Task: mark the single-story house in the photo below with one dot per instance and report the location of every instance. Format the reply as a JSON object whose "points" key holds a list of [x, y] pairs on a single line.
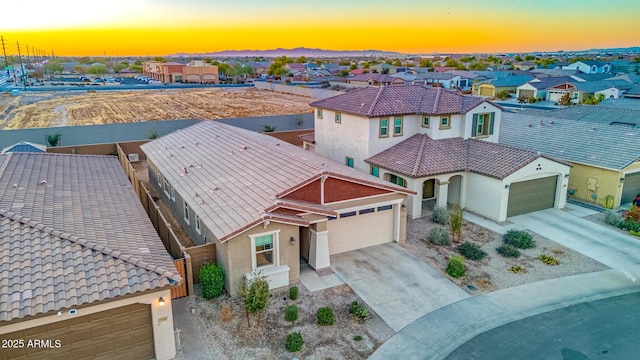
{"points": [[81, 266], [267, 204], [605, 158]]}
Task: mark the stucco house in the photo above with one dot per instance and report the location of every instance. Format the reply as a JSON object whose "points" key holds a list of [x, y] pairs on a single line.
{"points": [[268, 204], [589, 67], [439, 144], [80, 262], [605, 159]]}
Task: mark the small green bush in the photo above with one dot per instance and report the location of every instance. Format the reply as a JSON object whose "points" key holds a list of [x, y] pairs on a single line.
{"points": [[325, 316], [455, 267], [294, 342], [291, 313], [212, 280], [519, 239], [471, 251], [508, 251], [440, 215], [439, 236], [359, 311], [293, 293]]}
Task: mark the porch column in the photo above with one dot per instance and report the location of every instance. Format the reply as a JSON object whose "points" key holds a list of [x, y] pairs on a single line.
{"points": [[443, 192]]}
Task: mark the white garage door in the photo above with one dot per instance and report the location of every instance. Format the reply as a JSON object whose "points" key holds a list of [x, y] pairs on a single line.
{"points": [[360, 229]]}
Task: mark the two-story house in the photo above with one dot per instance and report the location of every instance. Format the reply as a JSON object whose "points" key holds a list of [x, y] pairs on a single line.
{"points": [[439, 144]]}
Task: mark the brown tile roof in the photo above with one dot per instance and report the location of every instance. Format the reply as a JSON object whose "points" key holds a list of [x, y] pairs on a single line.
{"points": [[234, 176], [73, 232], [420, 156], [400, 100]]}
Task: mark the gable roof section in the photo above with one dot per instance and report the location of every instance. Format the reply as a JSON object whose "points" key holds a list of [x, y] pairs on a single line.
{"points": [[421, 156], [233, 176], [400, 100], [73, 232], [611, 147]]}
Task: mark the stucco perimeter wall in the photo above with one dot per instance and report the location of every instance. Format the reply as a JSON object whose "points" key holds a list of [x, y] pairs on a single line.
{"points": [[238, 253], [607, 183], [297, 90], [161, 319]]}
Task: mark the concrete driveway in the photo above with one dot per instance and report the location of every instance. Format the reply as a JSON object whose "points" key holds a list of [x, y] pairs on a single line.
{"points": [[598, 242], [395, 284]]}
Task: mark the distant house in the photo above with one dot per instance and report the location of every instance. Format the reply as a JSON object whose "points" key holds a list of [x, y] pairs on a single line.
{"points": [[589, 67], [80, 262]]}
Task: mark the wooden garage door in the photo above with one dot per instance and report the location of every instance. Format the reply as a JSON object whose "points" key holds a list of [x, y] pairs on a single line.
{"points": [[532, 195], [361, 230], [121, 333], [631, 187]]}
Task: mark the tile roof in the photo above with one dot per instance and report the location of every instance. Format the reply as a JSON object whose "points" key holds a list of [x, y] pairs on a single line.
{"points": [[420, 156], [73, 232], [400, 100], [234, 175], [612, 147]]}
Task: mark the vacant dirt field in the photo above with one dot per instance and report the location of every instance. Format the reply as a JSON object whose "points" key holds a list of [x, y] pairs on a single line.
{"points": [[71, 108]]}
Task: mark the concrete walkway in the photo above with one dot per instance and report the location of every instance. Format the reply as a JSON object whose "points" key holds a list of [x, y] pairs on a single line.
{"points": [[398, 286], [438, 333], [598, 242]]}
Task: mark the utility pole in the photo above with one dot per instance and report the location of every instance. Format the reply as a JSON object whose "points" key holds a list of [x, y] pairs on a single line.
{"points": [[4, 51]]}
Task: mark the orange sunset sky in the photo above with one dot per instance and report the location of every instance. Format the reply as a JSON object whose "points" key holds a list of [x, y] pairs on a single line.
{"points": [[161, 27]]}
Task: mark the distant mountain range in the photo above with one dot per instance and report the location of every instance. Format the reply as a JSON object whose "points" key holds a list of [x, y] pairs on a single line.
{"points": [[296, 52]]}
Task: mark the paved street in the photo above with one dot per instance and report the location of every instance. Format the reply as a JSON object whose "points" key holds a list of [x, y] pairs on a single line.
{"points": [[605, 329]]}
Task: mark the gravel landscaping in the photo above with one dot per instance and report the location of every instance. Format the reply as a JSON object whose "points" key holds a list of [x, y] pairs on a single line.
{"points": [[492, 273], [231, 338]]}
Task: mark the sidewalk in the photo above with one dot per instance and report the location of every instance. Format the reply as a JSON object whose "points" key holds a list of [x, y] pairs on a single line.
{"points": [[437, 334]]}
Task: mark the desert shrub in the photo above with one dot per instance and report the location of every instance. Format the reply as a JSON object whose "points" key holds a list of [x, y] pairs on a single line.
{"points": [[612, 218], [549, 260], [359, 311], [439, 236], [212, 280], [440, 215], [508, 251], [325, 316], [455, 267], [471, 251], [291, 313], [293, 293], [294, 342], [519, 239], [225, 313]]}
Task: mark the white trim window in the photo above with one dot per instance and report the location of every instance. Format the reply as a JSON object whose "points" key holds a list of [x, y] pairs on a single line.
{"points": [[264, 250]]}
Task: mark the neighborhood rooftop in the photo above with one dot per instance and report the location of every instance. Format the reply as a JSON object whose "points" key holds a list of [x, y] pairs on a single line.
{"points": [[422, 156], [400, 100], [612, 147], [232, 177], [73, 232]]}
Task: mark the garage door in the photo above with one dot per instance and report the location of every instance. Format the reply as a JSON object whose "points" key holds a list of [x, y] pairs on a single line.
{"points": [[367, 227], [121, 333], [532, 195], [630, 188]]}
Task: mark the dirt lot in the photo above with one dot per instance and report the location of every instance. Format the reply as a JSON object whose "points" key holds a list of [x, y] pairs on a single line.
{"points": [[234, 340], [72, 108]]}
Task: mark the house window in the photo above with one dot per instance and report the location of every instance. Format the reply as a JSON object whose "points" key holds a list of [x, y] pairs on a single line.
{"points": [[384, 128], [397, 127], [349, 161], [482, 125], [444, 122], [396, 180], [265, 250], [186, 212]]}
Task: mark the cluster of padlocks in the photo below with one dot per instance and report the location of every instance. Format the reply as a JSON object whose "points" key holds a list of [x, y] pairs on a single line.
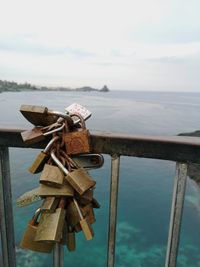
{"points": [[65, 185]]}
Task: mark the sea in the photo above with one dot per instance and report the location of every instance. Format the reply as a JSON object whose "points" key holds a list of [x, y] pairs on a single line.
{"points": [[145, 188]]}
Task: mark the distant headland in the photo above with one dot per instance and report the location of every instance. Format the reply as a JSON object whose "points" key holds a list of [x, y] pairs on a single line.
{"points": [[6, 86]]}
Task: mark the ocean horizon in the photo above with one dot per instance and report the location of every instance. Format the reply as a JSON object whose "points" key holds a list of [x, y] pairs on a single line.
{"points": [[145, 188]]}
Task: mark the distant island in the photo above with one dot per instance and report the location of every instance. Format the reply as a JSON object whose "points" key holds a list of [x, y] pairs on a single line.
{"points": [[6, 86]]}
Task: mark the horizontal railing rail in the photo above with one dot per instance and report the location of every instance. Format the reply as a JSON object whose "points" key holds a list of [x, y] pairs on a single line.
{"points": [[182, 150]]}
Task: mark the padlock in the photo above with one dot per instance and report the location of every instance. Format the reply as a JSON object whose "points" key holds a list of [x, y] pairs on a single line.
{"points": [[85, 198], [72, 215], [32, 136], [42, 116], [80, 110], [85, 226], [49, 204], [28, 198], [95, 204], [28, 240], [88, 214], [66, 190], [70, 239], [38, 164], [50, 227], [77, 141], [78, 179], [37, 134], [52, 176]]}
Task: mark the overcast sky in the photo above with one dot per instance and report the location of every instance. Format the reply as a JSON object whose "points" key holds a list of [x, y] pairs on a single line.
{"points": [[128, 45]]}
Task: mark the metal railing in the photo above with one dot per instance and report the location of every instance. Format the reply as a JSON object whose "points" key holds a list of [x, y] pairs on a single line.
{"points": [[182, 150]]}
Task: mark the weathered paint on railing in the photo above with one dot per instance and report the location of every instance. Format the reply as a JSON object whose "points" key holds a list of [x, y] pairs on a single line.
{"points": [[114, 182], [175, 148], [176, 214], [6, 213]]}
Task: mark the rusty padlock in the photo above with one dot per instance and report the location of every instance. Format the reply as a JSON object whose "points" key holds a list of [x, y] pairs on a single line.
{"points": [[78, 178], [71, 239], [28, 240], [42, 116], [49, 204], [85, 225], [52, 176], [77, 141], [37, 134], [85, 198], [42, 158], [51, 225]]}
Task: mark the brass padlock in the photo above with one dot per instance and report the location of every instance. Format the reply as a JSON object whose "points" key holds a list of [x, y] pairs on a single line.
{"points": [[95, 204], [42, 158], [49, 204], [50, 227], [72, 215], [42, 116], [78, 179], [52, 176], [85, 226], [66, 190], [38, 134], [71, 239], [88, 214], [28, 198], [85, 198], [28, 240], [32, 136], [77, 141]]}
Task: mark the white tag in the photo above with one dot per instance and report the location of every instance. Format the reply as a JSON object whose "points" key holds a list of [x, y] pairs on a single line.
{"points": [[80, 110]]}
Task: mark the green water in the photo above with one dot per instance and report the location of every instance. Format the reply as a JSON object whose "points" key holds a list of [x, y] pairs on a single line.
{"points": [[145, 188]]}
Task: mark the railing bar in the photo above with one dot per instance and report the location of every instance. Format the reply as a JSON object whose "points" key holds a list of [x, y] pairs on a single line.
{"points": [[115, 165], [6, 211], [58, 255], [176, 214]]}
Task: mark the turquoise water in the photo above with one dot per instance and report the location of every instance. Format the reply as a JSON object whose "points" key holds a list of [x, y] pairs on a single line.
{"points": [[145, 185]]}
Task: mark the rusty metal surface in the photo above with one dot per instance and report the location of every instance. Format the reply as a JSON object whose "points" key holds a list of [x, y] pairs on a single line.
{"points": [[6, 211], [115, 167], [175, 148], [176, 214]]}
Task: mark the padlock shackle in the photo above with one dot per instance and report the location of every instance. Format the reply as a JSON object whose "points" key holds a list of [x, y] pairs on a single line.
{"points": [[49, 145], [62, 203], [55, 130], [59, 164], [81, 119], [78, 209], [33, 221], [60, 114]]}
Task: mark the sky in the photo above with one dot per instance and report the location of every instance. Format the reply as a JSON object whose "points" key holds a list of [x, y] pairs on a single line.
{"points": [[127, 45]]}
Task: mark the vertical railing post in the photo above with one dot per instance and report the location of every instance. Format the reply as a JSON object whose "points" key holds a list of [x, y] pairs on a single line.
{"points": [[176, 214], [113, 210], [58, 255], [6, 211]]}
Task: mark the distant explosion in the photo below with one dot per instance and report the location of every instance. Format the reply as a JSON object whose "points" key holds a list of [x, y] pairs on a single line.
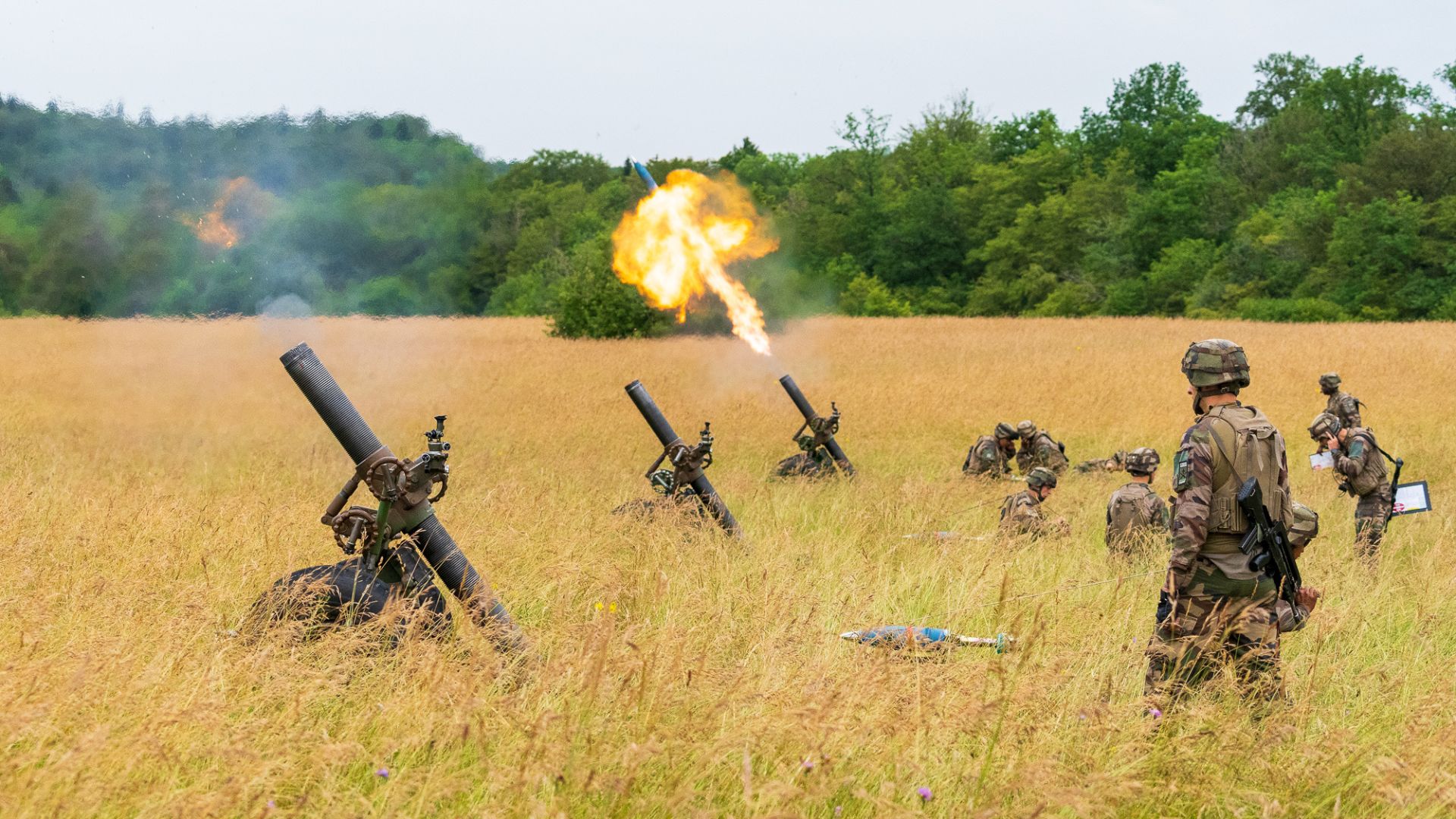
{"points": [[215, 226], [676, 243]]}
---+---
Written problem
Rewrite the part of the records above that opens with the line containing "Task: mark the railing" and closes at the end of the records, putting "a single dot for each instance" wherever "one dot per instance" appears and keeping everything else the same. Leave the pictures out of your version.

In response
Task: mark the railing bar in the photo above with a single dot for each instance and report the location of every instance. Format the reply as a JSON object whose "points" key holds a list of [x, y] pairs on a single line.
{"points": [[115, 165], [6, 211], [58, 255], [176, 214]]}
Task: mark the turquoise water in the photo above with a single dot for each instance and report the location of every instance. Format the reply as a JSON object whose "points" key holds a list of [x, y] pairs on a single line.
{"points": [[145, 185]]}
Task: mark the rusty metal surface in the photo above with a single dot for each instance and report the location of every instance. Format the reply as a JSON object whose "points" key holds a list of [x, y] pairs on a single line.
{"points": [[6, 211], [115, 167], [175, 148], [176, 214]]}
Task: mark the padlock shackle in the photo above with a single dot for each instance and report the location of every instance. Format the reply as a JSON object whose "points" key holds a list of [x, y] pairs on a single line.
{"points": [[49, 145], [62, 203], [55, 130], [59, 164], [81, 119], [78, 209], [33, 221], [60, 114]]}
Task: mark the sky in the photo above with a single dot for each instance and report the location of every instance. Format the reply as a JSON object whose "points" key holds a list of [x, y] pairs on a single line.
{"points": [[127, 45]]}
Task: mark the vertical railing post in the photo above with a single dot for each instance and report the location of every instance. Format the reply as a JSON object whose "points" key holds a list of [x, y] pairs on a single line.
{"points": [[176, 214], [113, 210], [58, 255], [6, 211]]}
Task: mark the distant explosion in the photo below with a single dot for each instance and report the location of every instance. Format the reply as a JSON object whose "points" key holds a list of [x, y] pairs on a single line.
{"points": [[215, 226], [676, 243]]}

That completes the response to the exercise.